● Do this: Rewrite every line of the records from the line holding "Target: white seashell" through the line holding "(1019, 331)", inclusive. Shift each x and y coordinate in the answers by adding 51, and leave all other lines unchanged.

● Provided records:

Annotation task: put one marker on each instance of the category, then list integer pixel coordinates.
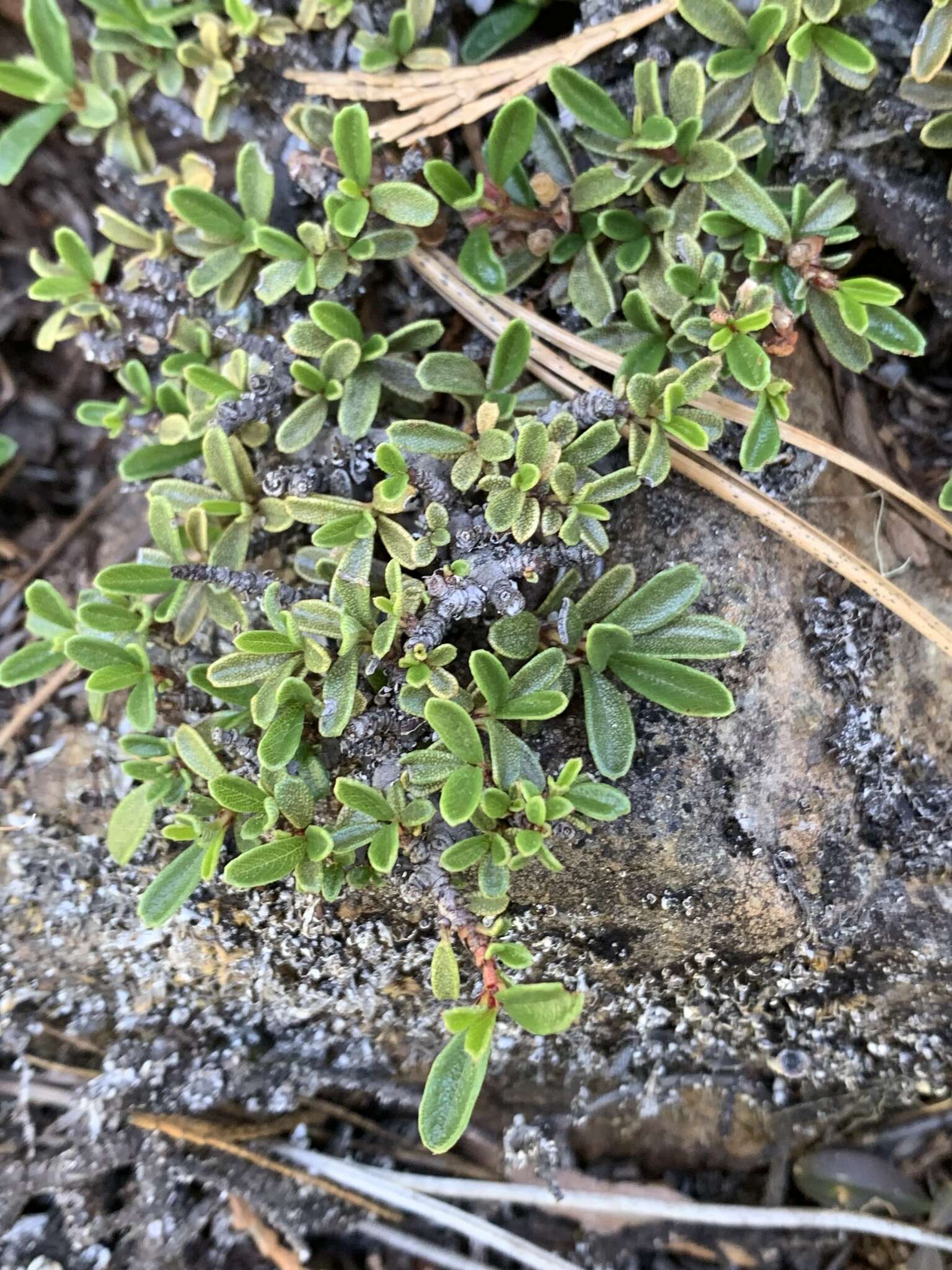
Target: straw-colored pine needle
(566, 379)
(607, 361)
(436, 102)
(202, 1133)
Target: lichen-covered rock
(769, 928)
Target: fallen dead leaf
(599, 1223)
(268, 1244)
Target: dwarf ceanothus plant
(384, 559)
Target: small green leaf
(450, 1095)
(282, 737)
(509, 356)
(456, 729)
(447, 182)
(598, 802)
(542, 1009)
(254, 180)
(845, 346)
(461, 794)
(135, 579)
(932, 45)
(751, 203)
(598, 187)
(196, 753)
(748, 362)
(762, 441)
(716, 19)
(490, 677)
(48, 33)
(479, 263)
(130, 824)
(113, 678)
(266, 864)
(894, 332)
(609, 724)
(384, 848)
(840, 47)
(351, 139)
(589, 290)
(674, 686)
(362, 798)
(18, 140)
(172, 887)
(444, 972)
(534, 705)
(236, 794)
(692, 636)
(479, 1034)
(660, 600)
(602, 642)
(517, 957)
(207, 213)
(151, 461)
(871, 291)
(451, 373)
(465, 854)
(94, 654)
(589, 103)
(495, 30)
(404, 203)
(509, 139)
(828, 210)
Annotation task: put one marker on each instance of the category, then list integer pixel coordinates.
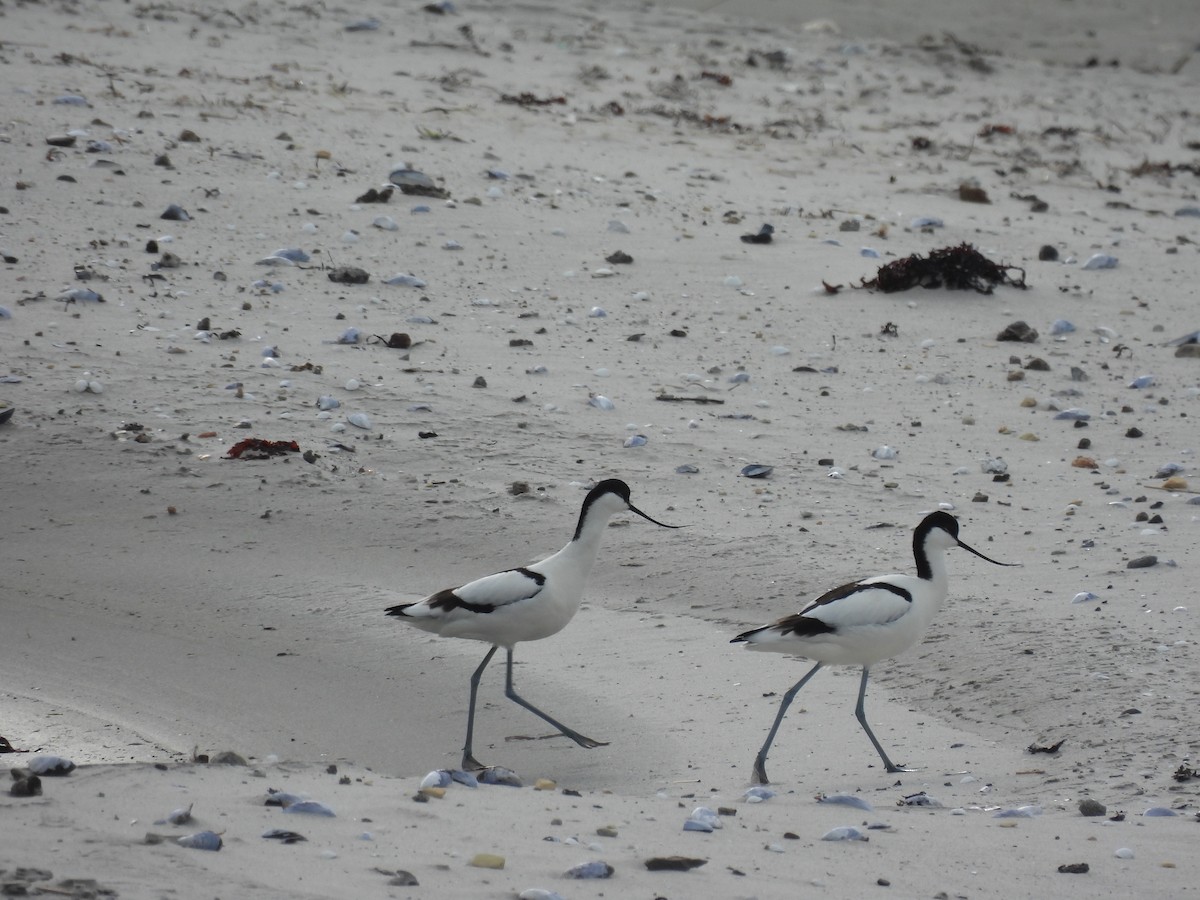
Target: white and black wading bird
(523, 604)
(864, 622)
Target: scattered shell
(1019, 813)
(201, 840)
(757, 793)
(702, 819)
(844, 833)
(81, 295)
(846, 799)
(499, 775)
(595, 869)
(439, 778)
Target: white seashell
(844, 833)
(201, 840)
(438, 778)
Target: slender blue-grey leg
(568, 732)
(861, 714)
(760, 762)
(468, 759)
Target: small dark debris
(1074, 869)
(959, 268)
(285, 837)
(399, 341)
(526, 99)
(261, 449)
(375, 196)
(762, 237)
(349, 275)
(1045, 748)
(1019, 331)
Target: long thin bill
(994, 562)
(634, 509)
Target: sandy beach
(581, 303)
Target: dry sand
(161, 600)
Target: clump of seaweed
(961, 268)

● The completed task:
Target: white seashell
(895, 884)
(252, 891)
(489, 829)
Target: slender blue-grey leg
(619, 783)
(912, 765)
(811, 813)
(519, 810)
Target: small dark debris
(1125, 920)
(1010, 319)
(336, 888)
(450, 392)
(577, 150)
(312, 500)
(426, 247)
(813, 288)
(400, 326)
(1096, 799)
(1070, 382)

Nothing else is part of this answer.